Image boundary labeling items
::::

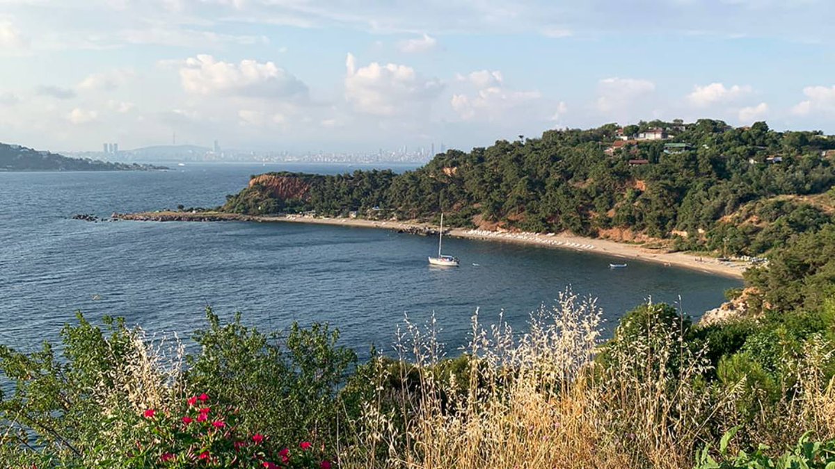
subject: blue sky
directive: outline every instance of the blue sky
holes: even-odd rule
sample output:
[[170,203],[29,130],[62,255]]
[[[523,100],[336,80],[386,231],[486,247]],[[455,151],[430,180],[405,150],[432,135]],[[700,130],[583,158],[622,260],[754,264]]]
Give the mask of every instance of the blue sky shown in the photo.
[[835,133],[831,0],[0,0],[0,142],[469,149],[710,117]]

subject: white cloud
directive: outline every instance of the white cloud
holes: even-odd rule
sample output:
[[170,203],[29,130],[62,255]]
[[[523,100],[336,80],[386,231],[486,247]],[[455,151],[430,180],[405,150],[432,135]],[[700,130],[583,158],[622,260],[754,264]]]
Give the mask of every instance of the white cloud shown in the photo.
[[756,106],[742,108],[739,110],[739,120],[744,124],[752,124],[762,120],[768,113],[768,104],[760,103]]
[[557,110],[554,113],[554,115],[551,116],[549,120],[554,123],[559,123],[562,120],[563,115],[564,115],[567,112],[569,112],[568,105],[565,104],[564,101],[560,101],[559,103],[557,104]]
[[134,108],[134,104],[133,103],[111,99],[108,101],[107,107],[113,111],[124,114],[124,113],[130,112],[130,110]]
[[67,114],[67,120],[76,125],[91,123],[99,117],[96,111],[85,111],[81,108],[75,108]]
[[526,113],[535,113],[533,105],[542,99],[539,91],[508,89],[504,85],[502,73],[498,70],[478,70],[457,78],[476,89],[474,94],[453,94],[450,100],[453,110],[463,120],[508,122],[519,119],[518,112],[523,108]]
[[502,77],[502,73],[498,70],[488,71],[488,70],[478,70],[476,72],[471,72],[468,75],[458,74],[456,75],[456,79],[462,82],[469,82],[473,86],[478,88],[489,88],[491,86],[501,86],[502,82],[504,78]]
[[124,84],[133,75],[133,70],[128,68],[93,73],[82,80],[78,88],[89,91],[113,91]]
[[808,115],[813,112],[835,112],[835,85],[807,86],[803,88],[803,94],[808,99],[801,101],[792,108],[792,113]]
[[211,31],[179,29],[170,27],[129,29],[119,33],[119,39],[129,44],[153,44],[183,48],[205,48],[209,45],[220,44],[251,46],[270,43],[270,39],[266,36],[221,34]]
[[307,86],[272,62],[241,60],[231,63],[206,54],[189,58],[180,68],[183,88],[195,94],[297,98]]
[[29,47],[29,40],[12,22],[0,20],[0,52],[18,53]]
[[253,127],[261,127],[264,125],[264,113],[250,109],[240,109],[238,111],[238,117],[240,119],[241,125],[251,125]]
[[68,88],[61,88],[58,86],[39,86],[36,90],[38,94],[41,96],[49,96],[52,98],[57,98],[58,99],[71,99],[75,98],[75,92]]
[[282,124],[287,122],[287,118],[281,113],[270,114],[264,111],[240,109],[238,111],[239,124],[243,126],[264,127],[269,124]]
[[436,47],[438,47],[438,39],[425,33],[421,38],[400,43],[400,51],[407,53],[429,52]]
[[345,65],[345,98],[362,113],[382,116],[407,113],[415,105],[433,100],[443,89],[440,80],[424,78],[406,65],[372,62],[357,68],[351,53]]
[[0,105],[13,106],[20,103],[20,98],[11,93],[0,93]]
[[705,108],[711,104],[719,103],[729,103],[740,97],[750,94],[752,92],[749,85],[733,85],[725,88],[720,83],[713,83],[706,86],[696,85],[693,92],[687,95],[687,100],[694,106]]
[[644,79],[610,78],[598,82],[597,108],[604,113],[624,110],[655,90],[655,83]]
[[570,29],[566,29],[564,28],[549,27],[542,29],[542,35],[546,38],[554,38],[559,39],[560,38],[568,38],[569,36],[573,36],[574,33]]

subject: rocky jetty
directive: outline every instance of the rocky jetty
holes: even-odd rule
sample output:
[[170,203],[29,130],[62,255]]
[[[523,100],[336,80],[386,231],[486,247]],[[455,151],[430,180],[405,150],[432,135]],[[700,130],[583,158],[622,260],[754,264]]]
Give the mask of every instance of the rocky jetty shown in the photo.
[[[395,231],[407,234],[418,234],[418,236],[434,236],[438,234],[438,229],[427,226],[407,226],[405,228],[398,228]],[[443,230],[444,234],[448,232],[448,229]]]
[[93,214],[75,214],[73,215],[73,219],[80,219],[82,221],[90,221],[93,223],[104,221]]
[[114,219],[133,221],[261,221],[263,217],[224,212],[139,212],[114,213]]

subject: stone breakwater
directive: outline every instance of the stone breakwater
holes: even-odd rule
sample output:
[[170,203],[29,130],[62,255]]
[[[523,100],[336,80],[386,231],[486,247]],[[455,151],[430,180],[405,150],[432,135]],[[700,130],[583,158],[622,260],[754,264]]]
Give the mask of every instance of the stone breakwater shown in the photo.
[[[437,235],[438,227],[415,221],[372,220],[352,218],[327,218],[310,215],[244,215],[225,212],[142,212],[138,214],[114,214],[114,219],[135,221],[256,221],[260,223],[284,222],[314,224],[331,224],[357,228],[377,228],[392,229],[399,233],[412,234]],[[634,259],[645,262],[663,264],[666,266],[684,267],[706,273],[718,274],[741,278],[742,272],[751,266],[750,262],[726,261],[710,257],[701,257],[698,254],[673,252],[666,250],[650,249],[635,244],[626,244],[611,240],[584,238],[569,233],[524,233],[502,232],[487,229],[470,229],[453,228],[444,230],[445,234],[459,238],[483,240],[509,243],[569,249],[597,253],[608,256],[603,265],[609,262],[623,263],[623,260]]]
[[264,217],[221,212],[140,212],[114,213],[113,219],[132,221],[263,221]]
[[463,233],[457,233],[458,235],[465,238],[483,238],[490,240],[505,240],[508,241],[528,242],[543,245],[546,246],[570,248],[579,250],[594,250],[597,247],[590,243],[578,243],[576,241],[560,240],[556,238],[554,233],[541,234],[539,233],[527,233],[524,231],[511,233],[509,231],[490,231],[488,229],[468,229]]

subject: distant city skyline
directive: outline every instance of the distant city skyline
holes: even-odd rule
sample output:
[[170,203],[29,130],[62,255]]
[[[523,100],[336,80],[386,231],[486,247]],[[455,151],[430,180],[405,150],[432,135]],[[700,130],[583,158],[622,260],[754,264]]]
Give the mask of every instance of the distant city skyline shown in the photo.
[[468,150],[656,118],[835,133],[827,0],[0,5],[0,141],[38,149]]

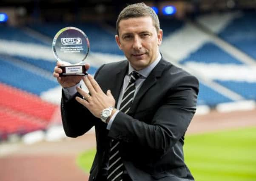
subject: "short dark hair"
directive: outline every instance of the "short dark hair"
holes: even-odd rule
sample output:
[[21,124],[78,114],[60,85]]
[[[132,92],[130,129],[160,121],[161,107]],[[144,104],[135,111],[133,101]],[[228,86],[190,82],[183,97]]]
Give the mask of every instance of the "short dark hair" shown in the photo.
[[121,11],[116,24],[117,35],[119,35],[118,28],[121,20],[130,18],[145,17],[151,17],[153,25],[156,28],[156,31],[158,32],[160,29],[160,23],[157,15],[151,7],[146,5],[144,3],[139,3],[129,5]]

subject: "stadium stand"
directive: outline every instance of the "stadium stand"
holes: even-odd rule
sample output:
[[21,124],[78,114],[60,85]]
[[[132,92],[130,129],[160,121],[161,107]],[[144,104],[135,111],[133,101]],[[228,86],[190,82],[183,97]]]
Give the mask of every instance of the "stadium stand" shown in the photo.
[[58,106],[38,96],[0,84],[0,139],[46,129]]
[[[214,16],[210,18],[218,19]],[[255,13],[233,17],[229,14],[223,16],[226,22],[216,22],[216,27],[219,26],[213,31],[224,41],[255,58],[253,45],[255,45],[256,26],[250,22],[256,16]],[[249,80],[249,77],[244,75],[249,65],[232,52],[227,52],[213,40],[210,35],[202,33],[199,27],[191,22],[171,18],[161,19],[160,22],[164,32],[160,47],[164,56],[178,66],[193,70],[198,75],[198,105],[214,108],[218,104],[238,100],[256,100],[256,80]],[[205,21],[205,25],[211,23],[209,22]],[[30,24],[27,27],[20,28],[1,25],[0,67],[3,75],[0,76],[2,91],[0,139],[13,133],[22,134],[46,129],[55,111],[59,111],[61,87],[52,76],[56,63],[51,41],[56,33],[67,26],[76,27],[85,31],[91,42],[91,53],[87,60],[90,63],[97,62],[93,63],[89,71],[94,74],[100,65],[120,60],[123,56],[114,38],[114,23],[110,24],[51,22]],[[42,39],[43,37],[46,39]],[[239,76],[236,70],[242,67],[244,69]],[[255,73],[252,69],[249,72],[253,76]],[[205,82],[205,79],[209,81]],[[217,89],[209,82],[223,86],[239,98],[232,98],[228,91]],[[52,101],[47,97],[57,98]]]
[[244,12],[234,19],[219,36],[249,56],[256,58],[256,12]]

::::

- **PROBLEM STATEMENT**:
Retype the lines from the one containing "subject: distant city skyline" through the one containing "[[468,150],[656,118],[835,133],[827,0],[0,5],[0,141],[38,149]]", including both of those lines and changing no characters.

- **EXPECTED ANSWER**:
subject: distant city skyline
directive: outline every instance of the distant city skyline
holes: even-odd rule
sample output:
[[170,203],[29,130],[62,255]]
[[[523,100],[336,80],[386,231],[486,247]],[[455,151],[430,180],[405,150],[432,135]],[[700,130],[583,158],[622,260],[754,264]]]
Give the mask of every instance of the distant city skyline shown in the photo.
[[468,150],[656,118],[835,133],[827,0],[0,5],[0,141],[38,149]]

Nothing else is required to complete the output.